Stored data
• • • • • • •

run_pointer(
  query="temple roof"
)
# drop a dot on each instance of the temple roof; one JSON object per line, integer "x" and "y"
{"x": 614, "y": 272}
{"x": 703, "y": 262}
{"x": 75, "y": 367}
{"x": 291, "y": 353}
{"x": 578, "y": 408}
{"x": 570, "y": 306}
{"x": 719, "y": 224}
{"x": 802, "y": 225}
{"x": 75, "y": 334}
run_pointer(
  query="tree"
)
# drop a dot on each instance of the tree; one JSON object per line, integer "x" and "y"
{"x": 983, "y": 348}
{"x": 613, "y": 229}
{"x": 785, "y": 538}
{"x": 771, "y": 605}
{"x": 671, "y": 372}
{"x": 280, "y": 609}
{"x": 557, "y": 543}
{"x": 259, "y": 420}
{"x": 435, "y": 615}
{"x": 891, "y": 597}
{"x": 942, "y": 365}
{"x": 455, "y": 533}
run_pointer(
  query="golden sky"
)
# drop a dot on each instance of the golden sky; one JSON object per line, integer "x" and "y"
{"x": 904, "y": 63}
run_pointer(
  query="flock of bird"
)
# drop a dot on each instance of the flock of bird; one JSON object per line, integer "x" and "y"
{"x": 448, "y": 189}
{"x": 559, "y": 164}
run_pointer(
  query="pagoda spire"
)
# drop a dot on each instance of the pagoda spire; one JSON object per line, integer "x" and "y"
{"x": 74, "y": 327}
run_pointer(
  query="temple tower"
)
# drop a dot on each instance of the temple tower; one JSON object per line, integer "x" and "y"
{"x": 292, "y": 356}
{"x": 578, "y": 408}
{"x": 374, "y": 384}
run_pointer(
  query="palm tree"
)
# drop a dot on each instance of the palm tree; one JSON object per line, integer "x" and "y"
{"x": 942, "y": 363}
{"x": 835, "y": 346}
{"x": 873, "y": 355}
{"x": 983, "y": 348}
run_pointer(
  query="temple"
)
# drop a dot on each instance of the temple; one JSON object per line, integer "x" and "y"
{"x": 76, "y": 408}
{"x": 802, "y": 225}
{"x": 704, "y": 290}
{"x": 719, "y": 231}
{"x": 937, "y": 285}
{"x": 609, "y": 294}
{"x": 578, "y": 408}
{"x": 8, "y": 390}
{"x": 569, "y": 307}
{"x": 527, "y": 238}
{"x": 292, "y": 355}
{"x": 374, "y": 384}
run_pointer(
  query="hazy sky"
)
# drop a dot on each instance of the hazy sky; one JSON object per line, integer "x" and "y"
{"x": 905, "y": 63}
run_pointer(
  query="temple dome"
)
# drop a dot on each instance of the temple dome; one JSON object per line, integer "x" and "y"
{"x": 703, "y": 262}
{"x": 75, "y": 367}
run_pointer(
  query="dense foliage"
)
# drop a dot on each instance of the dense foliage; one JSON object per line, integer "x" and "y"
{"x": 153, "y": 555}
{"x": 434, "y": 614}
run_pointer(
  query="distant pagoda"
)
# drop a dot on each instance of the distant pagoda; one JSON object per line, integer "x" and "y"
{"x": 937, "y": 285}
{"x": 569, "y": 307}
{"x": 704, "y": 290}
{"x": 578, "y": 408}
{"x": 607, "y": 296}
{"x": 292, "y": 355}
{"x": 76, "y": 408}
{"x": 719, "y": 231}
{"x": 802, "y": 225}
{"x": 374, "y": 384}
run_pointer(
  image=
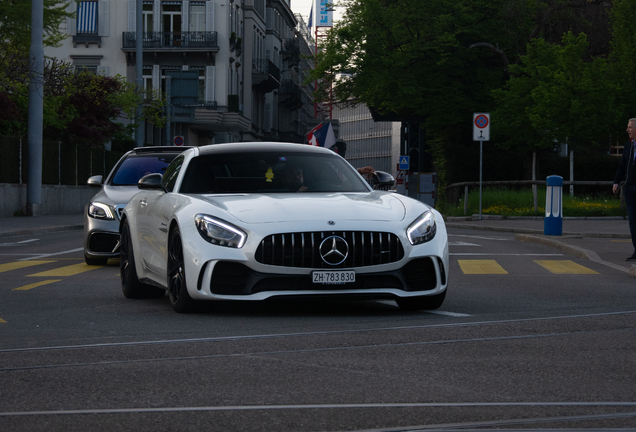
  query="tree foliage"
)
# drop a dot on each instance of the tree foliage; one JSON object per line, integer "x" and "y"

• • • • • • •

Omit the pictures. Output every record above word for word.

run_pointer(
  query="temple roof"
)
# drop a dot on each instance of the temple roof; one JSON object per line, integer "x" and "y"
{"x": 614, "y": 272}
{"x": 703, "y": 262}
{"x": 75, "y": 367}
{"x": 291, "y": 353}
{"x": 578, "y": 408}
{"x": 570, "y": 306}
{"x": 719, "y": 224}
{"x": 802, "y": 225}
{"x": 75, "y": 334}
run_pointer(
  query="tree"
)
# drop a dot on each instance of the tree; one JSON object per line, integer "x" and "y"
{"x": 983, "y": 348}
{"x": 613, "y": 229}
{"x": 785, "y": 538}
{"x": 771, "y": 605}
{"x": 671, "y": 372}
{"x": 280, "y": 609}
{"x": 557, "y": 543}
{"x": 259, "y": 420}
{"x": 435, "y": 615}
{"x": 891, "y": 597}
{"x": 942, "y": 365}
{"x": 455, "y": 533}
run_pointer(
  query="golden sky"
)
# drop a dot on each instance of the golden sky; one JSON object per line, integer "x" and "y"
{"x": 904, "y": 63}
run_pointer(
  query="flock of bird"
)
# drop a dot on each instance of the flock of bird; one JSON object per line, integer "x" and "y"
{"x": 448, "y": 189}
{"x": 559, "y": 164}
run_pointer(
  query="pagoda spire"
)
# drop a dot on each instance of the pagoda spire; one JSON object per line, integer "x" and "y"
{"x": 74, "y": 327}
run_pointer(
  query="temple tower"
)
# drop a dot on each instance of the temple tower; one JSON object per line, integer "x" and "y"
{"x": 292, "y": 356}
{"x": 578, "y": 408}
{"x": 374, "y": 384}
run_pointer(
  query="palm tree"
)
# drop a dot on each instance of the palm tree; one JSON object per line, integer "x" and "y"
{"x": 942, "y": 363}
{"x": 835, "y": 346}
{"x": 873, "y": 355}
{"x": 983, "y": 348}
run_pointer(
  query="temple"
)
# drop a dot on each instance of the temple; one JSON object per line, integer "x" and "y"
{"x": 76, "y": 408}
{"x": 802, "y": 225}
{"x": 704, "y": 290}
{"x": 719, "y": 231}
{"x": 937, "y": 285}
{"x": 609, "y": 294}
{"x": 578, "y": 408}
{"x": 8, "y": 390}
{"x": 569, "y": 307}
{"x": 527, "y": 238}
{"x": 292, "y": 355}
{"x": 374, "y": 384}
run_pointer(
  query="hazy sky"
)
# drop a dot on each instance of the hazy sky; one JSON object per line, integer "x" and "y"
{"x": 905, "y": 63}
run_pointer(
  query="temple dome"
)
# drop a dot on each instance of the temple dome; one JSON object per line, integer "x" and "y"
{"x": 703, "y": 262}
{"x": 75, "y": 367}
run_pointer(
  query="dense foliage"
)
# drop a dot on each instance of the dense foliage; one JSON object per line, integer "x" and "y"
{"x": 153, "y": 555}
{"x": 434, "y": 614}
run_pointer(
  query="distant pagoda"
)
# drop a dot on each instance of the distant pagoda; one JSON object per line, integer "x" and "y"
{"x": 937, "y": 285}
{"x": 569, "y": 307}
{"x": 704, "y": 290}
{"x": 578, "y": 408}
{"x": 607, "y": 296}
{"x": 292, "y": 355}
{"x": 76, "y": 408}
{"x": 719, "y": 231}
{"x": 802, "y": 225}
{"x": 374, "y": 384}
run_pointer(
  image=
  query="tree foliage"
)
# drop a dot on each instance of the tree foliage; one JSON object per line, integer "x" and "y"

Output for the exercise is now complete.